## Begin Data shown

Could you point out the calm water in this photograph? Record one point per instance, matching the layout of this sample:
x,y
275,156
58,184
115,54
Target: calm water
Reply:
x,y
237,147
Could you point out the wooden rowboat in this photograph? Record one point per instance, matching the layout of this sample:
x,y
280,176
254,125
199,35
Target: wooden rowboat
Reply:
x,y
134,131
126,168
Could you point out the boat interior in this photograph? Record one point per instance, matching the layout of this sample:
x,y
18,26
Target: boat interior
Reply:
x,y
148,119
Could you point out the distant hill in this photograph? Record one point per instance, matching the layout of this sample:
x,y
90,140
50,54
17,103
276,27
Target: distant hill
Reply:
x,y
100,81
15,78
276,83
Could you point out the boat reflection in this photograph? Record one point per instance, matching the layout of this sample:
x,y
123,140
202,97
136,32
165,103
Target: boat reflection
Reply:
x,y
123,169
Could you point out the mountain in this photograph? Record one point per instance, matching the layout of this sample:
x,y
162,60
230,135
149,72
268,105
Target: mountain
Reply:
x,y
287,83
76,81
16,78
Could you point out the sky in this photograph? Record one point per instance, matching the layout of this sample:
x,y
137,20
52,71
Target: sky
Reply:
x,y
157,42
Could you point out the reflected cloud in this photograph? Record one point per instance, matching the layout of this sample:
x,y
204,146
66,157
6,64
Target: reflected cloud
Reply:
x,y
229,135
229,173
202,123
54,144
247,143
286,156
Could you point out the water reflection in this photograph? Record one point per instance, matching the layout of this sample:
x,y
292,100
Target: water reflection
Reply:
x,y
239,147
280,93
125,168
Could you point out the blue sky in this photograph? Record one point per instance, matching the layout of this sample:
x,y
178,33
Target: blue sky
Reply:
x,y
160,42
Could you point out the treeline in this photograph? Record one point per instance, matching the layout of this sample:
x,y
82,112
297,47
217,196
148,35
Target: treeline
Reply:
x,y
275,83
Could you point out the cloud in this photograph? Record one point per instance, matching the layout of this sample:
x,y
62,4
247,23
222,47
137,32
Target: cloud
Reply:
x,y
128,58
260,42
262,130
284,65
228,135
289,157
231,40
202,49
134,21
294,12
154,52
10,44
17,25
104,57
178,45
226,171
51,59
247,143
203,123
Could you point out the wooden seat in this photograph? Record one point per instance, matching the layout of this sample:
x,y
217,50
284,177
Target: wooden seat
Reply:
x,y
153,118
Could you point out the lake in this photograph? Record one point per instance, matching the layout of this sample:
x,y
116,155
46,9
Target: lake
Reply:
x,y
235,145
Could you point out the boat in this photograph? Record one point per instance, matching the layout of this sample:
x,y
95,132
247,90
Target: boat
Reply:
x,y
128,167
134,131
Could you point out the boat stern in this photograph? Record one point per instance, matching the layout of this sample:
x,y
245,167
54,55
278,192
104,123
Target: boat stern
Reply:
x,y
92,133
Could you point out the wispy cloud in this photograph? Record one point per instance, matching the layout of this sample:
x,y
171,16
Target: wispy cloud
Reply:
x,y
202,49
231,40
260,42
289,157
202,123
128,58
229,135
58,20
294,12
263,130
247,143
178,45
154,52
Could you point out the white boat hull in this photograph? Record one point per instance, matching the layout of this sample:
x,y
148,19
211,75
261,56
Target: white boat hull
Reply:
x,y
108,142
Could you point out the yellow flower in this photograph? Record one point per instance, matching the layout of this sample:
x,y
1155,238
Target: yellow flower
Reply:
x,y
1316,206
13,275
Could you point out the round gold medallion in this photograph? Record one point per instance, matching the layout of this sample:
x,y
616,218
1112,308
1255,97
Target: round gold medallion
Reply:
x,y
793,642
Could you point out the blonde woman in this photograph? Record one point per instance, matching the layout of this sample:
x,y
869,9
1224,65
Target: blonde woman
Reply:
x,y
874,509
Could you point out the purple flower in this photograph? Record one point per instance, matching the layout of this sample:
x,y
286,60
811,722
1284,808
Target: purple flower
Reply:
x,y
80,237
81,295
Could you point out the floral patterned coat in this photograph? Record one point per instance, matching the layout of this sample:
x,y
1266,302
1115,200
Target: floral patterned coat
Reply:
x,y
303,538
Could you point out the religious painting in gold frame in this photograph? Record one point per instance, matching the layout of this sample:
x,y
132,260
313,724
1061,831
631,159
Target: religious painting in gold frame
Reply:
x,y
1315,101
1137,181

## End Data shown

Aim of the exercise: Please write out the listing above word for word, every line from the first to the last, with nothing left out or changed.

Result for this exercise:
Could you point out the calm water in this photograph? Record one point per instance, matching the layout of this sample:
x,y
275,156
58,184
115,54
Target: calm water
Reply:
x,y
237,147
Could you point out the wooden rowboat in this photograph? Record one point per instance, matching the layout of this sample:
x,y
280,176
254,125
199,35
Target: wooden rowboat
Reply:
x,y
134,131
126,168
Could you point out the boat interior in this photograph? Record one point per instance, matching the layout of this sample:
x,y
18,26
Target: boat interior
Reply:
x,y
148,119
Could you point out the distant hill in this photograph? Record one point per instance, matching the layout of this sample:
x,y
90,140
50,54
17,103
276,27
Target: distant hill
Reply:
x,y
100,81
15,78
276,83
Could you point out the boat reflection in this photograph? Record one point per instance, matching the layout of this sample:
x,y
123,140
202,97
136,32
165,103
Target: boat reflection
Reply:
x,y
123,169
Could you point out the mountain in this photograph? Record one point per instance, matching the layout of this sample:
x,y
162,60
230,135
149,72
268,105
Target: mountain
Reply:
x,y
287,83
76,81
16,78
Could you point out the sky in this photograph? Record one point per instance, matching the layout of this sample:
x,y
137,20
52,71
Target: sky
Reply:
x,y
157,42
Could you point out the reflected cloud in this photograph? Record one point per instance, matching the layout of this sample:
x,y
204,146
66,157
6,64
Target: reflected cloud
Reply:
x,y
229,135
229,173
202,123
54,144
247,143
286,156
Could you point out the water reflection in this photograph? Record one point per instance, matching the layout of this sample:
x,y
292,100
Target: water reflection
Reply:
x,y
239,147
280,93
125,168
Could you point out the blue sky in this photograph? Record one point per instance, matching the layout of this sample:
x,y
178,33
Target: blue sky
Reply:
x,y
160,42
Could you point out the treeline in this photograph? Record one point per instance, matching the layout of this sample:
x,y
82,112
297,47
217,196
148,35
Target: treeline
Reply:
x,y
275,83
Could you point out the cloud in this photograph? Record one point per instance, matching the layout of this sample:
x,y
62,4
247,23
222,47
137,32
Target: cloud
Reply:
x,y
128,58
260,42
262,130
284,65
228,135
289,157
231,40
202,49
134,21
294,12
154,52
10,44
17,25
104,57
178,45
226,171
51,59
247,143
203,123
Could you point out the wooden seat in this photograph? Record one point per instance, matching the layout of this sample:
x,y
217,50
284,177
Target: wooden seat
Reply:
x,y
153,118
Could you point out the lake in this photograph? Record one point per instance, matching the layout of this sample:
x,y
116,155
46,9
Target: lake
Reply:
x,y
235,145
Could you point out the boat in this photograph? Record one point per instance, matching the layout of this sample:
x,y
95,132
247,90
Target: boat
Reply:
x,y
128,167
134,131
Could you point out the boat stern in this photograph? Record one point per instance, matching the layout of this sample:
x,y
245,167
54,55
278,192
104,123
Target: boat stern
Reply:
x,y
92,133
Could you point out the wispy cloud in this photograph? Record one point per instance, matching the layout of this sample:
x,y
171,16
Target: wispy cloud
Reply:
x,y
202,49
231,40
260,42
289,157
202,123
128,58
229,135
58,20
294,12
263,130
247,143
178,45
154,52
Could you point out the white boat hull in this photograph? Record one point per instance, matching the layout of this sample:
x,y
148,19
211,75
261,56
Target: white boat hull
Reply:
x,y
108,142
Could you point out the yellow flower in this photograph? Record one point per instance, matching the layout of this sample:
x,y
1155,238
Target: yellow flower
Reply:
x,y
1316,206
13,275
Could you point out the round gold medallion in this photograph? Record one point per instance, matching the layout of this sample:
x,y
616,218
1112,308
1255,97
Target: round gold medallion
Reply:
x,y
793,642
Could you point out the blonde woman in this photograph? Record one point per instance, matching the layout of this sample:
x,y
869,9
1224,65
Target: blonde woman
Reply:
x,y
874,509
Could you point out the purple flower in this photograph? Record one point per instance, matching the layout of this sample:
x,y
286,60
811,722
1284,808
Target: purple flower
Reply:
x,y
80,237
81,295
Could you point out the floral patterned coat in this photograph? Record one point per instance, matching the layout of this sample:
x,y
1266,302
1115,200
Target: floral patterned coat
Reply:
x,y
303,538
Could you point out the religious painting in gold frame in this photograph? Record one point per instance, matching the layout of this sample:
x,y
132,260
313,724
1061,831
631,159
Target: religious painting in gold frame
Reply:
x,y
1315,101
1137,181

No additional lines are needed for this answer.